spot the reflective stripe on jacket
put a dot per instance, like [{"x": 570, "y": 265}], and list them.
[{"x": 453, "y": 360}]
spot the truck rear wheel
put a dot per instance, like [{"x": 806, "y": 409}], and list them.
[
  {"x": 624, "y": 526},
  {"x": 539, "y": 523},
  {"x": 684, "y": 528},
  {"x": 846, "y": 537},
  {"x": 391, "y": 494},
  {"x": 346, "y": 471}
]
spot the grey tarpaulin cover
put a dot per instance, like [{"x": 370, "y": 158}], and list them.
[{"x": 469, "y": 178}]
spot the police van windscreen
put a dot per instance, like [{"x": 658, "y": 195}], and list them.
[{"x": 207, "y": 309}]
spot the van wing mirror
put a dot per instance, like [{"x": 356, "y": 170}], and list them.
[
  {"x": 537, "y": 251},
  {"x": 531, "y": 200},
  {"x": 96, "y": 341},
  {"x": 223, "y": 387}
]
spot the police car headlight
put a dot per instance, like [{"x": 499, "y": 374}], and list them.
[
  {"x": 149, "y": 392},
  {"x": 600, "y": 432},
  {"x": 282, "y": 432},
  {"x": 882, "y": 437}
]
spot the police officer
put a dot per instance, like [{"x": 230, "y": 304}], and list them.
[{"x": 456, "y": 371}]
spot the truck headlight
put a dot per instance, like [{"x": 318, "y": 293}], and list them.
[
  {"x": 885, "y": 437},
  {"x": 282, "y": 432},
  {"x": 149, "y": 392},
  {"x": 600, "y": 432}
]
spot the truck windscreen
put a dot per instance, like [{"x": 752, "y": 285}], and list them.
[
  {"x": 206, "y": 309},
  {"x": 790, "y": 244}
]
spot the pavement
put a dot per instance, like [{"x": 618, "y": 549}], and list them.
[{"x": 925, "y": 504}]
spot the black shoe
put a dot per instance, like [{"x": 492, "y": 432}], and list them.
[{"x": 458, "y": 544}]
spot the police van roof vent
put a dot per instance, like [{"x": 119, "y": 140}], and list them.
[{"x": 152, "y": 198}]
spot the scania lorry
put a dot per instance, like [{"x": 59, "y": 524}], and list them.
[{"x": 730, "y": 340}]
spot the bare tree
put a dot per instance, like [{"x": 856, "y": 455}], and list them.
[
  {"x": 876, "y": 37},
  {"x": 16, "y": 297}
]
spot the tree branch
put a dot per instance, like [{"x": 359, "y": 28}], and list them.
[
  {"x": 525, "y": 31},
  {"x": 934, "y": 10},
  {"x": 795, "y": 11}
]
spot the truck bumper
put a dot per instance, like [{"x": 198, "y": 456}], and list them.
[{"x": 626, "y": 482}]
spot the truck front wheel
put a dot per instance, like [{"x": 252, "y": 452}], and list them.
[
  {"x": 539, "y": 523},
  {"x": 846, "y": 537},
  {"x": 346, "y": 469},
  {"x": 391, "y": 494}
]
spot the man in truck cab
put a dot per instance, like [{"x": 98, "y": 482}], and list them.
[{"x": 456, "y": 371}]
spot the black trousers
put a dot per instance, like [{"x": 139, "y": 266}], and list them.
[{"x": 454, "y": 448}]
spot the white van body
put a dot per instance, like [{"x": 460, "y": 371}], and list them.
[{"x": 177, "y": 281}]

==

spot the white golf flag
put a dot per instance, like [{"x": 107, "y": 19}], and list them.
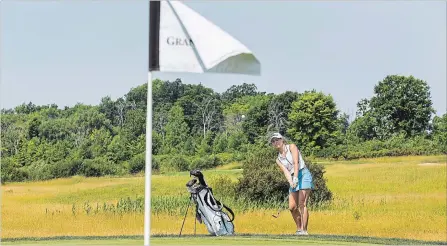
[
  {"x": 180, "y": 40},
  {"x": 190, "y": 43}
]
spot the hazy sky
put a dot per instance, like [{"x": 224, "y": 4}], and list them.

--

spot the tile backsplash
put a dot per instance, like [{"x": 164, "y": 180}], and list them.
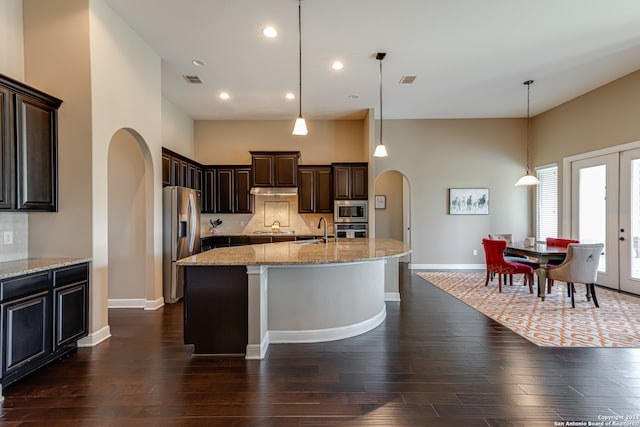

_Your objective_
Reproduce each line of the records in which the word "wheel" appears.

_Exercise response_
spot the truck rear wheel
spot the truck front wheel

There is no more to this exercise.